#### EXERCISE
List every automation named under the "Specific Automations" heading of the OpenShift on RHV guide below.

#### EXCERPTED TEXT
Skip to content

sa-ne/openshift4-rhv-upi

Repository files navigation

Provisioning OpenShift 4.4 on RHV Using Baremetal UPI

This repository contains a set of playbooks to help facilitate the deployment of OpenShift 4.4 on RHV.

Background

The playbooks/scripts in this repository should help you automate the vast majority of an OpenShift 4.4 UPI deployment on RHV. Be sure to read the requirements section below. My initial installation of OCP on RHV was a little cumbersome, so I opted to automate the majority of the installation to allow for iterative deployments.

The biggest challenge was the installation of the Red Hat Enterprise Linux CoreOS (RHCOS) nodes themselves and that is the focal point of the automation. The playbooks/scripts provided are essentially an automated walk through of the standard baremetal UPI installation instructions but tailored for RHV.

To automate the deployment of RHCOS, the standard boot ISO is modified so the installation automatically starts with specific kernel parameters. The parameters for each node type (bootstrap, masters and workers) are the same with the exception of coreos.inst.ignition_url. To simplify the process, the boot ISO is made to reference a PHP script that offers up the correct ignition config based on the requesting hosts DNS name. This method allows the same boot ISO to be used for each node type.

Before provisioning the RHCOS nodes a lot of prep work needs to be completed. This includes creating the proper DNS entries for the environment, configuring a DHCP server, configuring a load balancer and configuring a web server to store ignition configs and other installation artifacts. Ansible playbooks are provided to automate much of this process.

Specific Automations

  • Deployment of RHCOS on RHV
  • Creation of all SRV, A and PTR records in IdM
  • Deployment of httpd Server for Installation Artifacts and Logic
  • Deployment of HAProxy and Applicable Configuration
  • Deployment of dhcpd and Applicable Static IP Assignment
  • Ordered Starting (i.e. installation) of VMs

Requirements

To leverage the automation in this guide you need to bring the following:

  • RHV Environment (tested on 4.3.9)
  • IdM Server with DNS Enabled
  • Must have Proper Forward/Reverse Zones Configured
  • RHEL 7 Server which will act as a Web Server, Load Balancer and DHCP Server
  • Only Repository Requirement is rhel-7-server-rpms

Naming Convention

All hostnames must follow the following format:

  • bootstrap.<base domain>
  • master0.<base domain>
  • masterX.<base domain>
  • worker0.<base domain>
  • workerX.<base domain>

UPI Installation Notes

  • Bootstrap SSL Certificate is only valid for 24 hours
  • etcd/master naming convention conforms to 0 based index (i.e. master0, master1, master2...not master1, master2, master3)

#### COLLECTED MATERIAL

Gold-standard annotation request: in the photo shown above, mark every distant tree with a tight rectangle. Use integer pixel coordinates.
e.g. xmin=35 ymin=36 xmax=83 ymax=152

#### TASK ANSWER
- Deployment of RHCOS on RHV
- Creation of all SRV, A and PTR records in IdM
- Deployment of httpd Server for Installation Artifacts and Logic
- Deployment of HAProxy and Applicable Configuration
- Deployment of dhcpd and Applicable Static IP Assignment
- Ordered Starting (i.e. installation) of VMs